=== Source material ===
Segment Open

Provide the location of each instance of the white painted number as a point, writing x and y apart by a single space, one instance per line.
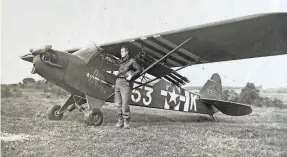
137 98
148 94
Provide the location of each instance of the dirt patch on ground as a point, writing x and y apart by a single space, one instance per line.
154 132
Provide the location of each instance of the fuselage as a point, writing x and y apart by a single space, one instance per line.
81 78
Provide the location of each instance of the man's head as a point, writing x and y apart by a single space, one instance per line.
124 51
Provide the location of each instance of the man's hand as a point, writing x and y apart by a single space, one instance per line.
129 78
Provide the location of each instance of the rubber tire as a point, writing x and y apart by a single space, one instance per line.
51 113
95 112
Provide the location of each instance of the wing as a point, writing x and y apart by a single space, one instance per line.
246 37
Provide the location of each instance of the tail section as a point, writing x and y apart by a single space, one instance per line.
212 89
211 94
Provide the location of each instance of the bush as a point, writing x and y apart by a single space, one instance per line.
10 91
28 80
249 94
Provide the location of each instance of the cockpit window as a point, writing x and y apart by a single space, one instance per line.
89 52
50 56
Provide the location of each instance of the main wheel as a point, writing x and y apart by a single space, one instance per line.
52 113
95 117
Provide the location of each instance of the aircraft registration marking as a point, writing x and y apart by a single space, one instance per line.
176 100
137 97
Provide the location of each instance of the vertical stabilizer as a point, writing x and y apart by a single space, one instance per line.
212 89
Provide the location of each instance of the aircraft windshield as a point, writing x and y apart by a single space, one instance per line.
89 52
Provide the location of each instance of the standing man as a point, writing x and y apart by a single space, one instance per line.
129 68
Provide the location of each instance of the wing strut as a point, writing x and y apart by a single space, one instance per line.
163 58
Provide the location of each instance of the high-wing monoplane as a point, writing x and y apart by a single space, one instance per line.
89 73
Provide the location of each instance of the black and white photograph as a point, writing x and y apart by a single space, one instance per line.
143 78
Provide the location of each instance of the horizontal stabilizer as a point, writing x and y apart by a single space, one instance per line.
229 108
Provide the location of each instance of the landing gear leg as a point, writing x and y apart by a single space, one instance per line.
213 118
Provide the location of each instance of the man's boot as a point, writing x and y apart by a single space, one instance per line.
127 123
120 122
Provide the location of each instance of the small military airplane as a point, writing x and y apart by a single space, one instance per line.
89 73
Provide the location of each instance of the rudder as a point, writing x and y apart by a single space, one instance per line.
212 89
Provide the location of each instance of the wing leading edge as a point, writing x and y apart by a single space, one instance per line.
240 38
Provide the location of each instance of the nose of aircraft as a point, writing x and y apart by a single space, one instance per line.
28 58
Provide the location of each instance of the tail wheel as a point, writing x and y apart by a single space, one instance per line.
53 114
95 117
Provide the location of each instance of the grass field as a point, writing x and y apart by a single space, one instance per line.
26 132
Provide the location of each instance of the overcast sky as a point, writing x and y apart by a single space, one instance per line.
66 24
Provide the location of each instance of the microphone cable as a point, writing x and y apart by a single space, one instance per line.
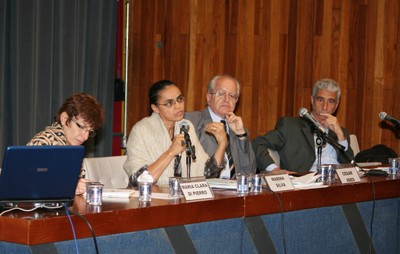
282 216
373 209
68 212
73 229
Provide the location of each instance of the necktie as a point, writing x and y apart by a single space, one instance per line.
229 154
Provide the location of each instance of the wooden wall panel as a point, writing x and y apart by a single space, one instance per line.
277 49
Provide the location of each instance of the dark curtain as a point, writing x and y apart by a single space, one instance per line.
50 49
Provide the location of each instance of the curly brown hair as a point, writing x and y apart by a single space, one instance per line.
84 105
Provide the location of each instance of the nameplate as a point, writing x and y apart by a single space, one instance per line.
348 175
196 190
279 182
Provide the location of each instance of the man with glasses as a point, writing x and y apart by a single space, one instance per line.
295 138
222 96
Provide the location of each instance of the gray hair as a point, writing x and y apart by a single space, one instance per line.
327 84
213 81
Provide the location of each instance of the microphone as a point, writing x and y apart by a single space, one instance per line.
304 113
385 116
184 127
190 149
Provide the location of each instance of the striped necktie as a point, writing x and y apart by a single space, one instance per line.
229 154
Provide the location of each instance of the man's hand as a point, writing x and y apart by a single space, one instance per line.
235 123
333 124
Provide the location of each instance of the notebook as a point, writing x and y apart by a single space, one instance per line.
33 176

Segment Closed
Segment Open

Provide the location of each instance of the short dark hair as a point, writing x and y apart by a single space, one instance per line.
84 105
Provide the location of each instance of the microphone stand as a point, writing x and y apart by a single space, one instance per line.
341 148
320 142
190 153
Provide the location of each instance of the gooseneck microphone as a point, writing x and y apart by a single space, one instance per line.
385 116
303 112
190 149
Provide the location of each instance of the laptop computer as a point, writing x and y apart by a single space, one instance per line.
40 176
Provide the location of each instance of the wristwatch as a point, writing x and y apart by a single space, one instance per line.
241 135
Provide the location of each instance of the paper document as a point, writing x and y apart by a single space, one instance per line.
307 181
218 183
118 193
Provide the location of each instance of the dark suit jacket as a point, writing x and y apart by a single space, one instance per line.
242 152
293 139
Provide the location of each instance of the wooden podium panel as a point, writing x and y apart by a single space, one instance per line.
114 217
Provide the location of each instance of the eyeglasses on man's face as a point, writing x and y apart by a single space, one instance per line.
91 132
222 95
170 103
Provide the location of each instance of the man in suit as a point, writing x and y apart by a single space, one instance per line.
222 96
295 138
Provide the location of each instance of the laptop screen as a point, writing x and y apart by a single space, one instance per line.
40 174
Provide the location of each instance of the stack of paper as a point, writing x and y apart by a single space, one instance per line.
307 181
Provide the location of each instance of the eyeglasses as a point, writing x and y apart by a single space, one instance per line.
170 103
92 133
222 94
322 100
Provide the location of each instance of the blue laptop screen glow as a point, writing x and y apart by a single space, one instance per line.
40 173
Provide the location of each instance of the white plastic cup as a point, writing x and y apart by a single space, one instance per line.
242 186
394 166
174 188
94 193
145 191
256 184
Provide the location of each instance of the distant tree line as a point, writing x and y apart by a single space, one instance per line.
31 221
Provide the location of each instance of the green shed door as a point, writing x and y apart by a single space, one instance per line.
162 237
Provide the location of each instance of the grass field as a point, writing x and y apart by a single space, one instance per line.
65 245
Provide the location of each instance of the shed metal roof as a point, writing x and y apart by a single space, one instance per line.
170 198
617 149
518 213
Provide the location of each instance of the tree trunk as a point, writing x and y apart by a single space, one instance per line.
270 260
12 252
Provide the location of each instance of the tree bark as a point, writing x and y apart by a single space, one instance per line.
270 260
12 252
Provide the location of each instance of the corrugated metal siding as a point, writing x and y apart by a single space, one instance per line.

Segment Closed

=== Aim of the task ===
Using the entries above, give again exactly the lines from the line holding "Provide the location of each instance of the distant" through the line holding "Provide the location of each instance of the corrugated". Include both end lines and nothing else.

=== Output of the task ===
Provide the location of each instance of the distant tree line as a point, writing x and y apart by a single space, one instance per line.
31 221
Provide the location of each instance of the green shed door as a point, writing x and y apart by a single space, one instance per line.
162 237
Provide the location of each instance of the grass field as a point, writing x and y apart by a single space, one instance per line.
65 245
Provide the location of each instance of the shed metal roof as a point, writing x and y apart by a single space, one instance per line.
170 198
617 149
518 213
Provide the location of each instance of the tree trunk as a point, writing x and y apart by a single space, one instance per line.
270 260
12 252
Provide the location of each instance of the tree bark as a point, writing x and y apart by a single space, one instance per line.
270 260
12 252
Provide the location of each instance of the corrugated metal siding as a point, writing x and y apart by a single space, one instance per line.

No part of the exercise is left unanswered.